• Assignment
All entries below must be output word for word, and the pictures left behind.

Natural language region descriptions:
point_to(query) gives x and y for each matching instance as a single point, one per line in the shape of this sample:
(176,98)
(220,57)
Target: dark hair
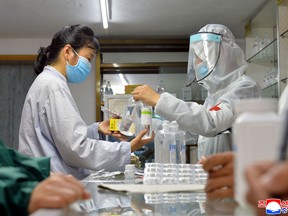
(78,36)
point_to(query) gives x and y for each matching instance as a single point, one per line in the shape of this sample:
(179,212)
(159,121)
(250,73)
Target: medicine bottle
(127,126)
(129,172)
(256,136)
(145,120)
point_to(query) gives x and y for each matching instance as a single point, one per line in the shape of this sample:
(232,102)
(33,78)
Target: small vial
(146,120)
(129,172)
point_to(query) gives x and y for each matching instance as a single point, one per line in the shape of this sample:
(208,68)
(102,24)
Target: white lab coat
(51,126)
(227,83)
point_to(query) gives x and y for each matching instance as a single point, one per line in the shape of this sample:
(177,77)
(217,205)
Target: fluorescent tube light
(124,79)
(104,12)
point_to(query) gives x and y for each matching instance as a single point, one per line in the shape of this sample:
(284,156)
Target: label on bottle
(146,116)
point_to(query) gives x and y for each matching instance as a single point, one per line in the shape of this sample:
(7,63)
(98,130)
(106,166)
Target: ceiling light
(124,79)
(104,12)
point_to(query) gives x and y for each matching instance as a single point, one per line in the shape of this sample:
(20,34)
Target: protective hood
(223,69)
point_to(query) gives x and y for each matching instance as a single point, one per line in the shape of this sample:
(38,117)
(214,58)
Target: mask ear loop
(75,52)
(219,53)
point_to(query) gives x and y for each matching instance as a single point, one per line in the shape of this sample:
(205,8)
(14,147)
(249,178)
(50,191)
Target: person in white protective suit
(218,64)
(51,124)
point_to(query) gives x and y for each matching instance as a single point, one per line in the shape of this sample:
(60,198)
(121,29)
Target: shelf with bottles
(270,91)
(267,53)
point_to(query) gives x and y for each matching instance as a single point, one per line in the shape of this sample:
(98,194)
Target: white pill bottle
(257,132)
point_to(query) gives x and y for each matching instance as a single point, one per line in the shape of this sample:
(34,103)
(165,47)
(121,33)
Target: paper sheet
(143,188)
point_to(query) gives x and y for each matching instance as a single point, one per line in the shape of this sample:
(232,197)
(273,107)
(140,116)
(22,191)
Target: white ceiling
(129,18)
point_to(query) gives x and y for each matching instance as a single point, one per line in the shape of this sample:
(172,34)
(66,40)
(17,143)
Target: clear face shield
(204,53)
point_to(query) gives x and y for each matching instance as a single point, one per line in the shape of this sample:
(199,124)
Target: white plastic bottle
(256,136)
(160,87)
(160,147)
(126,125)
(180,142)
(129,172)
(146,120)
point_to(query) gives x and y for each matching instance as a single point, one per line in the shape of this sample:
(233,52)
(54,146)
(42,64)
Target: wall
(84,94)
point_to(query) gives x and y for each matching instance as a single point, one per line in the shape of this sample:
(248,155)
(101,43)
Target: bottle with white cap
(160,145)
(129,172)
(145,119)
(180,142)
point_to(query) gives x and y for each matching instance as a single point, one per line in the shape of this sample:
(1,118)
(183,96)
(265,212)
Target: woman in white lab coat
(51,124)
(218,64)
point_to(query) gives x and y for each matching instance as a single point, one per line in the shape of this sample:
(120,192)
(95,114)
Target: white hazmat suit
(222,73)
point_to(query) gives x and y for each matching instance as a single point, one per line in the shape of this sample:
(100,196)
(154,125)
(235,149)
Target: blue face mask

• Reply
point_to(query) gives x and y for each matching instance as a single point, one per line in the shape of this sample:
(176,98)
(220,57)
Target: dark hair
(78,36)
point_to(query) gives x and y for each matching instance as a single point, one per line in the shape of this sample:
(179,212)
(159,121)
(250,73)
Target: medicine bottle
(127,126)
(129,172)
(256,136)
(145,120)
point_to(query) gives x and y for each matching instance as a single point, one per line in the shape of this sample:
(232,102)
(33,78)
Target: small vial
(146,120)
(129,172)
point_to(query) gives x and y for each matching instance as a single point, one per line in the shape of this sample:
(208,68)
(102,24)
Target: white lab coat
(51,126)
(227,83)
point_to(query) gives x and y for each matching instance as a single point, one per line in the shape of this sample:
(177,77)
(217,205)
Target: fluorescent tube light
(124,79)
(104,12)
point_to(query) gives x and y for each matching instance as a single point, one per line in the shape of this sample:
(284,156)
Target: label on bottle
(146,116)
point_to(query) gives x and y for each matching instance as a single point, one per line in the shape of this sample:
(7,63)
(98,130)
(106,166)
Target: ceiling light
(124,79)
(104,12)
point_to(query) gives x and y for each matching instance as a single point, one per line in the shape of this sample:
(20,34)
Target: protective hood
(223,69)
point_to(query) gives x and y for each matching instance as a single point, one per line in the shape of this sample:
(38,117)
(214,58)
Target: mask ear loop
(75,52)
(219,53)
point_to(query) gives x and y for each matching instance as a single point, one per line in the shape of this sample:
(205,8)
(14,147)
(249,178)
(50,191)
Target: person in white protective suit
(218,64)
(51,124)
point_to(query) gives x and y for each matching instance as a single point, one per line in the shape of this sample:
(60,198)
(121,29)
Target: shelf with bottles
(270,91)
(267,53)
point_to(query) gives x and y for each matching instance as a single point, one per line in the shape of this sample:
(98,194)
Target: white pill bottle
(257,132)
point_to(query) gives x and y for each matching instance as a single point, one per line in the shape of this sample:
(34,103)
(165,47)
(121,33)
Target: paper sheet
(143,188)
point_to(query) gives x and y for each matching instance as a single point, one per line in the shape of this sample:
(232,197)
(273,107)
(140,116)
(22,191)
Target: white ceiling
(129,18)
point_to(query) gives x and y for each matching instance as a single point, one per line in the shape of this sample:
(172,34)
(66,40)
(17,143)
Target: clear face shield
(204,53)
point_to(query) gives x and y for each matching instance as a single point, one per line in the shape of this sample:
(199,124)
Target: white plastic bottle
(256,136)
(160,87)
(160,147)
(126,125)
(180,142)
(129,172)
(146,120)
point_to(query) gives x and y for each matching instance as a single point, one per line in the shape of this sample:
(233,52)
(54,146)
(42,64)
Target: wall
(84,94)
point_to(query) gives x and y for each matching instance as a single point, one per line in the shape of this sample:
(248,155)
(101,43)
Target: bottle with white cap
(160,145)
(129,172)
(145,119)
(180,142)
point_to(query) gives x and y for each matching instance as a single point, one per line in the shape of this sample:
(1,118)
(183,96)
(265,212)
Target: woman in white lab coat
(51,124)
(218,64)
point_to(query) gives x and y for each matching instance as a single point, one per line in the shape of this sample:
(120,192)
(95,114)
Target: white hazmat suit
(222,73)
point_to(query) gives x and y for each matching instance as a single point, one per line in the shape of this sample:
(100,196)
(154,125)
(235,149)
Target: blue face mask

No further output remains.